> **Text under study**:

Indian author and poet (born 2007)

Anoushka Sabnis (born January 27, 2007) is an Indian writer, poet and public speaker. She has published several books. She published her first book at the age of 10 using a self-publishing platform, and has since been active in advocating the benefits of reading and writing, especially for children.

==Education==
Sabnis is a student at King's College London.

== Writing career ==

As a new year resolution in 2016, Sabnis took up a challenge of writing poems and ended the year with 52 poems written over the 52 weekends of the year. Her first book, Once Upon a Verse – because poems tell stories, is a collection of these poems, published by Partridge Publishing in December 2017.

She has since been writing and publishing short stories and poems.

== Awards and honours ==
Sabnis is a two-time recipient of the Gold Award at the Queen's Commonwealth Essay Competition, organised annually by the Royal Commonwealth Society, London, in 2018 and 2020.

Sabnis received the Young Leader Award for entrepreneurship and innovation and spoke on Teen Entrepreneurship at the 84th Annual Women Economic Forum 2022, in New Delhi.

== Public speaking ==
Sabnis is a regular speaker at national and international literary festivals where she talks about children's literature, inculcating reading habits in children and young adults and shares anecdotes from her own life and writing journey.

She was a speaker at the Jaipur Literature Festival 2019 and Jaipur Book Mark 2019. She spoke at the AIM Literary Festival in 2020. In 2021, Anoushka spoke about the importance of reading amongst children and young adults, at the third edition of the Orange City Literature Festival. In 2022, she spoke at the inaugural Orange City Literature Festival – Children's Edition on how young children can become writers. She spoke at the 84th Annual Women Economic Forum 2022 on Teen Entrepreneurship.

== Entrepreneurship ==
Sabnis started the website Biblioverse – the universe of books to encourage children in India to read and write.

> **Records shown**:
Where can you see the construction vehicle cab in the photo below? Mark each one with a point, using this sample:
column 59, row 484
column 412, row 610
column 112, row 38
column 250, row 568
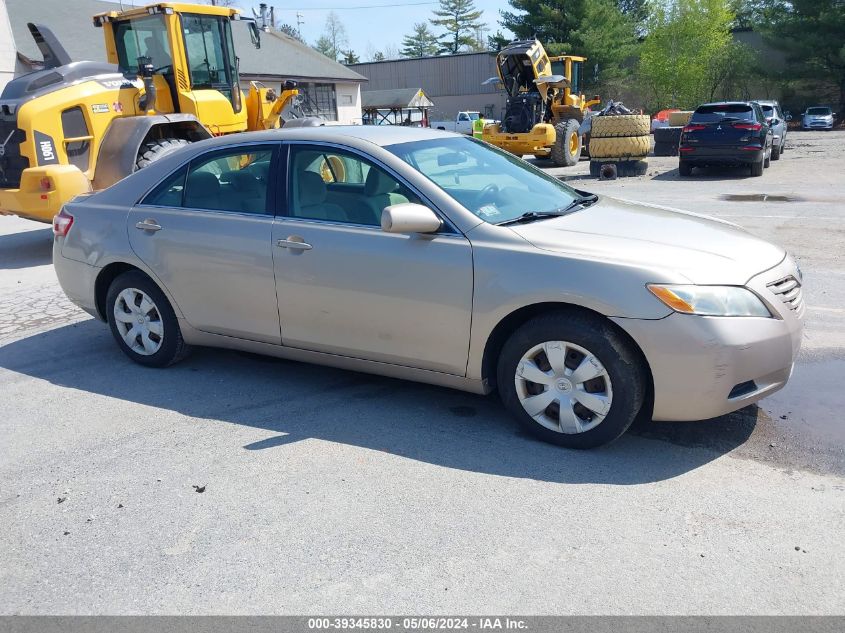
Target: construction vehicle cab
column 172, row 79
column 544, row 105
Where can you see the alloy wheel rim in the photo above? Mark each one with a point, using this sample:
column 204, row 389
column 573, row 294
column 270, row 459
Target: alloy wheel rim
column 563, row 387
column 139, row 321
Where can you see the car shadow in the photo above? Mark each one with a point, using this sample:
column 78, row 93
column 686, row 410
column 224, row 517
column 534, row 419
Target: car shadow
column 26, row 248
column 297, row 401
column 706, row 173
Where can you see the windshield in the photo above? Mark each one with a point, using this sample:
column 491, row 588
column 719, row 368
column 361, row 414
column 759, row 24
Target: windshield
column 717, row 112
column 493, row 184
column 143, row 37
column 211, row 58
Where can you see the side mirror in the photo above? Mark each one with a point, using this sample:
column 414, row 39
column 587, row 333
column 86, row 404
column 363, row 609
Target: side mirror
column 408, row 217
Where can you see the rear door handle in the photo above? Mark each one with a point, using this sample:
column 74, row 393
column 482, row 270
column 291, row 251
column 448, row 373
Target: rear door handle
column 148, row 225
column 294, row 243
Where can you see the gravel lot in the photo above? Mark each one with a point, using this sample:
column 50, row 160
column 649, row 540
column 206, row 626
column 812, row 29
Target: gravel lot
column 326, row 491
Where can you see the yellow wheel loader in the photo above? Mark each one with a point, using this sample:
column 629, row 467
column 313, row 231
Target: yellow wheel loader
column 172, row 78
column 544, row 107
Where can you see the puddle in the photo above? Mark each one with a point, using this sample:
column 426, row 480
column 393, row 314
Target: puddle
column 761, row 197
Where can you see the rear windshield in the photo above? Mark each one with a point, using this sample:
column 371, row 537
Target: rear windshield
column 721, row 111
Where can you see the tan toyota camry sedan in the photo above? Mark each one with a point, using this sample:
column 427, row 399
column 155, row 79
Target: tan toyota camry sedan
column 434, row 257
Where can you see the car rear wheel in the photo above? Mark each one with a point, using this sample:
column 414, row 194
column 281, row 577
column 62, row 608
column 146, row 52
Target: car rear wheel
column 571, row 379
column 143, row 322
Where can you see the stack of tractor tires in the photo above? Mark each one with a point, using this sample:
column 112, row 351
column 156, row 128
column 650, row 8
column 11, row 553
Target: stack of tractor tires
column 667, row 140
column 622, row 139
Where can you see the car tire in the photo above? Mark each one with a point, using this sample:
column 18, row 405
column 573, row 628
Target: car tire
column 143, row 322
column 612, row 383
column 563, row 153
column 152, row 151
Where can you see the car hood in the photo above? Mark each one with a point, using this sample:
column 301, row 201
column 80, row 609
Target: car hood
column 702, row 249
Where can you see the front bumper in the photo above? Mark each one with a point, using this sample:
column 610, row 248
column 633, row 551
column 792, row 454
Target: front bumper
column 704, row 367
column 538, row 141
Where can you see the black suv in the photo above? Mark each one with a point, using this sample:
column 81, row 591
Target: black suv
column 728, row 133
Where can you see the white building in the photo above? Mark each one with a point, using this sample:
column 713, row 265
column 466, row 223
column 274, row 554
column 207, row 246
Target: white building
column 328, row 89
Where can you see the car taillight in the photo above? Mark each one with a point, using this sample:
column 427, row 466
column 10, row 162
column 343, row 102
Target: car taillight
column 748, row 126
column 62, row 223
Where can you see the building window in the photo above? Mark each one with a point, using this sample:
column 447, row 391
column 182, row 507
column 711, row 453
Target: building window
column 318, row 100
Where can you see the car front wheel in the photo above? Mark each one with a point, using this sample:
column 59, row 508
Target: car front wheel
column 571, row 379
column 143, row 322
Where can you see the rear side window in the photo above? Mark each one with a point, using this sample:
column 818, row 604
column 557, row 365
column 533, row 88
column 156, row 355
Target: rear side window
column 721, row 111
column 225, row 181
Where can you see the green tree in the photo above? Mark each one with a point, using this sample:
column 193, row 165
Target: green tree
column 607, row 37
column 461, row 20
column 421, row 43
column 550, row 21
column 349, row 57
column 333, row 38
column 685, row 40
column 812, row 33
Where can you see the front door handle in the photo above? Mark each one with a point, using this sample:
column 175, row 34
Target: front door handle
column 148, row 225
column 295, row 243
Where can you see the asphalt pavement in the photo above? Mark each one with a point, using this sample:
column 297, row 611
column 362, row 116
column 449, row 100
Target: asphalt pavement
column 237, row 484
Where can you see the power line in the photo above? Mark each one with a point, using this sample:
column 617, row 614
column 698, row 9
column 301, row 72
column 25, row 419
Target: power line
column 368, row 6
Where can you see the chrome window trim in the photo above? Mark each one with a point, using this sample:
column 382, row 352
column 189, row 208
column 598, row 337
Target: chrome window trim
column 187, row 163
column 291, row 144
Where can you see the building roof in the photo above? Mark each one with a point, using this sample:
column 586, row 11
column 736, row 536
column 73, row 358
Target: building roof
column 397, row 98
column 280, row 56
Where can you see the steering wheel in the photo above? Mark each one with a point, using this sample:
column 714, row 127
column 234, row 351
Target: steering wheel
column 488, row 192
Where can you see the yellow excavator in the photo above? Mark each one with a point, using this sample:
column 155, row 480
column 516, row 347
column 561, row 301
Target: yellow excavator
column 172, row 78
column 544, row 106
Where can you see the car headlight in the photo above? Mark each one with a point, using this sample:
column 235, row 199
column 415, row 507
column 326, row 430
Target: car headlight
column 710, row 300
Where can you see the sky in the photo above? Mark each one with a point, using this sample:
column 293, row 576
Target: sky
column 371, row 25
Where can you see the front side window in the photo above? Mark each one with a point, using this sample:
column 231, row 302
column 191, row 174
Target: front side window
column 339, row 186
column 493, row 184
column 230, row 181
column 143, row 37
column 211, row 60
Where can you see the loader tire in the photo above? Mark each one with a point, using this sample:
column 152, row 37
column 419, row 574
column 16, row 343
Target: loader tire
column 621, row 147
column 680, row 118
column 612, row 126
column 671, row 135
column 566, row 151
column 151, row 151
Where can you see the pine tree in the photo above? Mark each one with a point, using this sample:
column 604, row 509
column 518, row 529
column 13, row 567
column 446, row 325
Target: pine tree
column 461, row 20
column 420, row 43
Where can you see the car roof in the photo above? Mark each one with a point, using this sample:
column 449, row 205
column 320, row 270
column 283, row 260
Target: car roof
column 381, row 135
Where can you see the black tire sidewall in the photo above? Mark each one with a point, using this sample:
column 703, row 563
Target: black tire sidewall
column 620, row 359
column 172, row 345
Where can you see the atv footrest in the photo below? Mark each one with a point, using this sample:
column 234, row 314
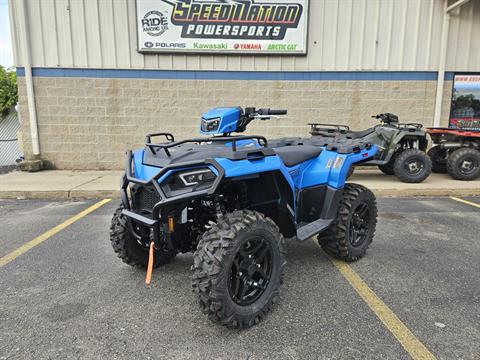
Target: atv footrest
column 306, row 231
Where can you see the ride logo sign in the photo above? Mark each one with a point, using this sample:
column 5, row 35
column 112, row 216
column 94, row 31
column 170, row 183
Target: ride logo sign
column 274, row 27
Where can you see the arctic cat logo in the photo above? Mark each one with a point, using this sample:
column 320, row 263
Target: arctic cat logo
column 235, row 19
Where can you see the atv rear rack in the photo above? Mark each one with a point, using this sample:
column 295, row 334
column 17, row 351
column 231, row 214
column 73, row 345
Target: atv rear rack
column 262, row 141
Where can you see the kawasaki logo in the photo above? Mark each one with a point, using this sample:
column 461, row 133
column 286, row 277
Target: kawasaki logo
column 200, row 46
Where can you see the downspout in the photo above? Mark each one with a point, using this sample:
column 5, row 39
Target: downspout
column 443, row 59
column 32, row 112
column 441, row 67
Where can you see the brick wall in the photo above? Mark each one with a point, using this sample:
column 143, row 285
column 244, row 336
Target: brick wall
column 89, row 123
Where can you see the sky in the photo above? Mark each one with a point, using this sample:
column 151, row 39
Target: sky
column 6, row 54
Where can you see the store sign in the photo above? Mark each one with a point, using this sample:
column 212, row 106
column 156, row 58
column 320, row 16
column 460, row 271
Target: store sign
column 465, row 109
column 225, row 26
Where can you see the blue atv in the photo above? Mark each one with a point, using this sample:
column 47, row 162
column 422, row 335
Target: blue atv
column 232, row 200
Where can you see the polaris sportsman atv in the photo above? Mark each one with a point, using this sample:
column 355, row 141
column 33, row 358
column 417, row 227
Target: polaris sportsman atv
column 232, row 200
column 455, row 151
column 401, row 146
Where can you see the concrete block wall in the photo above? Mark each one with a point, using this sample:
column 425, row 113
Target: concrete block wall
column 88, row 123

> **Required action 1**:
Copy the Anoushka Sabnis text word for word, starting with "Anoushka Sabnis (born" and going on through "stories and poems.".
> **Required action 2**:
Answer these from the Anoushka Sabnis text:
(a) Where is Sabnis a student?
(b) How many poems did she write in 2016?
(c) What website did she start?
These records were taken from a different source than the text.

> **Expected answer 1**:
Anoushka Sabnis (born January 27, 2007) is an Indian writer, poet and public speaker. She has published several books. She published her first book at the age of 10 using a self-publishing platform, and has since been active in advocating the benefits of reading and writing, especially for children.

==Education==
Sabnis is a student at King's College London.

== Writing career ==

As a new year resolution in 2016, Sabnis took up a challenge of writing poems and ended the year with 52 poems written over the 52 weekends of the year. Her first book, Once Upon a Verse – because poems tell stories, is a collection of these poems, published by Partridge Publishing in December 2017.

She has since been writing and publishing short stories and poems.

> **Expected answer 2**:
(a) King's College London
(b) 52 poems
(c) Biblioverse – the universe of books